Tag Archives: quasi-Luddites

The Quasi-Luddite Reader

I am a quasi-Luddite.  That, I think, is what my physical therapist admired about me.  “Love the quasi,” she said as she urged me to contort my limbs. I disapprove of cell phones; hence I am a quasi-Luddite. 

The “quasi” is difficult for bibliophiles now, but there were difficult times in the twentieth century, too. During the 1990s, when independent bookstores were crashing like dominoes, booksellers claimed that it was the fall of the book, period.  Borders, the extraordinary bookstore that changed the face of bookselling, was bigger, and I am sorry to say, better than most of the  indies.  Borders closed in 2011, and that was almost the end of bookstores where I live.

But bookstores and book events have long been difficult to navigate.  Here are examples of a typical 20th-century experience.

The 1980s.  The man behind the desk refuses to sell me a copy of Midnight’s Children.  He says I WILL NOT LIKE IT.  Perhaps he thought I was too white-bread.  I bought it at a friendly bookstore, where I shopped loyally for the rest of the decade. 

The  1990s.  At a literary festival, a writer who was beautiful as the dawn gossiped about a writer who sounded very nasty. Since I am a straight talker, too, I was amused and actually relieved that someone else said whatever was on her mind. ALL of us bought her book.

The 2000s. The pandemic ruined many bookstores, because most bibliophiles were terrified or locked down, or both. But do read Louise Erdrich’s The Sentence, a Pulitzer Prize-winning novel about an ex-con bookseller who works in Louise’s own bookstore during the Covid area.

Of course we need physical bookstores, but I became quasi-quasi during the pandemic. I miss those quasi-Luddite days! Still, there are small bookstores all over the midwest, if you like to drive.

To do
A – In the quasi-Luddite reader post, in what year did Borders close?
B – Please output the quasi-Luddite reader post text between "Tag Archives: quasi-Luddites" and "where I live.", inclusive.

Information given
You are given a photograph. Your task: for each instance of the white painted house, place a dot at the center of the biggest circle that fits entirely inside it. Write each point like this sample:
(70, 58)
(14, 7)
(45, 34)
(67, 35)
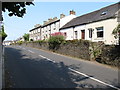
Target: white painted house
(50, 26)
(95, 26)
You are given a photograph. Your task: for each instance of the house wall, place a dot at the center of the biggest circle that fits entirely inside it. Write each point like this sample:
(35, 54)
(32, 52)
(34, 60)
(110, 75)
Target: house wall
(66, 19)
(108, 26)
(35, 34)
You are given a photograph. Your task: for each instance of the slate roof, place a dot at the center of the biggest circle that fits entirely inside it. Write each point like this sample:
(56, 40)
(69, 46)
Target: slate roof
(45, 25)
(34, 28)
(101, 14)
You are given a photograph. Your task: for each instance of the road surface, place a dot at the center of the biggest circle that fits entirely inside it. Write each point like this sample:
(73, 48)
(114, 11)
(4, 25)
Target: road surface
(33, 68)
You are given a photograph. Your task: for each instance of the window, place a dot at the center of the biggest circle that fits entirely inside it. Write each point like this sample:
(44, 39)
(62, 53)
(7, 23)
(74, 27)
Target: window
(82, 34)
(99, 32)
(54, 26)
(75, 34)
(90, 32)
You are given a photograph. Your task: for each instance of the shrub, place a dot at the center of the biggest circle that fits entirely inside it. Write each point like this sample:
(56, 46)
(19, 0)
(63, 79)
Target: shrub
(55, 41)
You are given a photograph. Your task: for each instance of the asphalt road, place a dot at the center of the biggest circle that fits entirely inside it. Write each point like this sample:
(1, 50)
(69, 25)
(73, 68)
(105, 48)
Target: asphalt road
(34, 68)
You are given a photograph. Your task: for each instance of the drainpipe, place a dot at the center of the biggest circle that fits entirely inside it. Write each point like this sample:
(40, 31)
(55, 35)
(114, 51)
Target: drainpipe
(73, 32)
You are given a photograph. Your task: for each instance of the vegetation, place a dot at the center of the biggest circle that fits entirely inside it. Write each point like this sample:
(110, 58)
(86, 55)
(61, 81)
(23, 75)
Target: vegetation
(26, 37)
(3, 35)
(15, 8)
(55, 41)
(116, 32)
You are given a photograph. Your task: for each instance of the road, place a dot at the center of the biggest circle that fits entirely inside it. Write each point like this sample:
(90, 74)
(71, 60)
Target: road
(34, 68)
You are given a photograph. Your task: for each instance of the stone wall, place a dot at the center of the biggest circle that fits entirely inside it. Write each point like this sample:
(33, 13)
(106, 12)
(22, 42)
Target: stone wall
(110, 55)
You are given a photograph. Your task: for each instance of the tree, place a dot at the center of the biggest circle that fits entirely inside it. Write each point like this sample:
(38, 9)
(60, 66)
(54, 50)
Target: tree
(3, 35)
(15, 8)
(116, 32)
(26, 37)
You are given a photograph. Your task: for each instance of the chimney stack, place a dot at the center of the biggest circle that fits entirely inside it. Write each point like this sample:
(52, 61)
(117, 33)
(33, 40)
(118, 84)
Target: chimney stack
(62, 16)
(72, 12)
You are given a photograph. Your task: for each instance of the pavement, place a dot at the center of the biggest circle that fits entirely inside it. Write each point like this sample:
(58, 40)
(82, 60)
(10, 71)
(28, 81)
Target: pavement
(1, 58)
(33, 68)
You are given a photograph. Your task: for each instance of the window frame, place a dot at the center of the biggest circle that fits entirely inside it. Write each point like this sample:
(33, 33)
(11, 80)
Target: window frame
(99, 31)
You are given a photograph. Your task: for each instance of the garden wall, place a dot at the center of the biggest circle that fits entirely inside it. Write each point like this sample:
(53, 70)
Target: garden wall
(85, 50)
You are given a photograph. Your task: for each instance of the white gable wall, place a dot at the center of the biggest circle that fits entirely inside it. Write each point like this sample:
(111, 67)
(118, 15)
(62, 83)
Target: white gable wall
(69, 33)
(108, 26)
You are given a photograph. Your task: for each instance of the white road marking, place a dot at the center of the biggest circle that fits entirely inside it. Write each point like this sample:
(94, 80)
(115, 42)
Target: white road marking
(47, 58)
(94, 79)
(30, 51)
(80, 72)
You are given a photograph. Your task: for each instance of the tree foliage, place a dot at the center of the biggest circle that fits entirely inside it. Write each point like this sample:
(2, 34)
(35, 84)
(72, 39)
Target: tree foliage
(55, 41)
(15, 8)
(26, 37)
(3, 34)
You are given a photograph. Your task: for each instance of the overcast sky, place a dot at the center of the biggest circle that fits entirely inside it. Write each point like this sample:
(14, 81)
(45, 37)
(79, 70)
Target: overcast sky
(16, 27)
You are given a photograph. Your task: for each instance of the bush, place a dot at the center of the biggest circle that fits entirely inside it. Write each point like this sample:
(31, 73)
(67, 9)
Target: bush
(55, 41)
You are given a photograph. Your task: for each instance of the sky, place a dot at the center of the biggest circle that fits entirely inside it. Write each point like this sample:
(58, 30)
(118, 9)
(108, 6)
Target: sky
(16, 27)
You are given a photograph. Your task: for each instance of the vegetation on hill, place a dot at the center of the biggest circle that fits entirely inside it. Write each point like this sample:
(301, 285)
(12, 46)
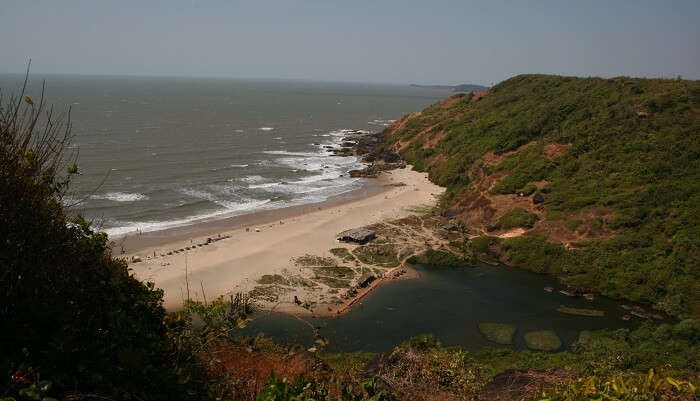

Results for the exercise
A – Borders closed in 2011.

B –
Tag Archives: quasi-Luddites

The Quasi-Luddite Reader

I am a quasi-Luddite.  That, I think, is what my physical therapist admired about me.  “Love the quasi,” she said as she urged me to contort my limbs. I disapprove of cell phones; hence I am a quasi-Luddite. 

The “quasi” is difficult for bibliophiles now, but there were difficult times in the twentieth century, too. During the 1990s, when independent bookstores were crashing like dominoes, booksellers claimed that it was the fall of the book, period.  Borders, the extraordinary bookstore that changed the face of bookselling, was bigger, and I am sorry to say, better than most of the  indies.  Borders closed in 2011, and that was almost the end of bookstores where I live.